INFORMATION GIVEN
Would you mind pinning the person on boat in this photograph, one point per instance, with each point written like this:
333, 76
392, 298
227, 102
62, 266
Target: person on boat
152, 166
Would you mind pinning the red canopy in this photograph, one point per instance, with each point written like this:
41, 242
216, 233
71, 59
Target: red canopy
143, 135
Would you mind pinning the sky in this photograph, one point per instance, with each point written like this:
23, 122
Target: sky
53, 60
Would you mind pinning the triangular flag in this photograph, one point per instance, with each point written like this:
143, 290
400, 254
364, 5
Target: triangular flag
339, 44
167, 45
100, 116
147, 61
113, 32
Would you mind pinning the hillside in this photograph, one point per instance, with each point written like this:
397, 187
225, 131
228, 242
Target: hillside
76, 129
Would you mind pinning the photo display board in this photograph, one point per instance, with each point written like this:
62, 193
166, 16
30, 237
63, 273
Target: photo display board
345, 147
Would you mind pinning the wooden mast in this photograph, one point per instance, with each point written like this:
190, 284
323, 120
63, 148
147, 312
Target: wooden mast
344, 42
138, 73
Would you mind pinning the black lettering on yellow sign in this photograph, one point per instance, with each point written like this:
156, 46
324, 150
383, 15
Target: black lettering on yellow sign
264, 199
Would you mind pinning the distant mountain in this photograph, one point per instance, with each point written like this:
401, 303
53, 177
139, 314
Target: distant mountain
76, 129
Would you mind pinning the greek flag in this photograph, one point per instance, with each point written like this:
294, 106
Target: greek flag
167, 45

WRITTEN INSTRUCTION
Exactly reproduce the material above.

WRITTEN RESPONSE
Would you mind pinning the person on boat in this photograph, one point per instance, with each point written like this:
333, 76
392, 298
227, 102
62, 266
Target: person on boat
152, 166
Would you mind pinning the red canopy in this photograph, one point per instance, with each point written like this:
41, 242
216, 233
71, 59
Target: red canopy
143, 135
Would you mind pinning the sky in this photograph, one point per instance, with each point written like this:
23, 122
Target: sky
53, 60
Would you mind pinning the triangular flag in this photograph, one point per instance, with each point written like this:
143, 290
400, 254
364, 5
Target: triangular flag
339, 44
167, 45
100, 116
147, 61
113, 32
Would you mind pinning the hillside in this photograph, one point per instance, with each point written like this:
397, 187
225, 131
228, 242
Target: hillside
76, 129
Would you mind pinning the photo display board in this photograph, one point per instance, with each point written like this:
62, 193
166, 16
30, 237
63, 273
Target: photo display board
345, 147
Would you mind pinning the wooden mast in this photograph, one point per instance, with each point written like this:
190, 284
323, 120
63, 148
147, 312
Target: wooden mast
344, 42
138, 73
Would you mind pinning the black lettering on yellow sign in this photograph, one point per instance, with each point written like this:
156, 46
324, 150
383, 15
Target: black lettering on yellow sign
264, 199
Would you mind pinning the distant mountain in this photograph, one point per instance, with each point written like this:
401, 303
53, 177
139, 314
Target: distant mountain
76, 129
Would you mind pinning the greek flag in this photograph, one point per instance, with each point written like this:
294, 106
Target: greek flag
167, 45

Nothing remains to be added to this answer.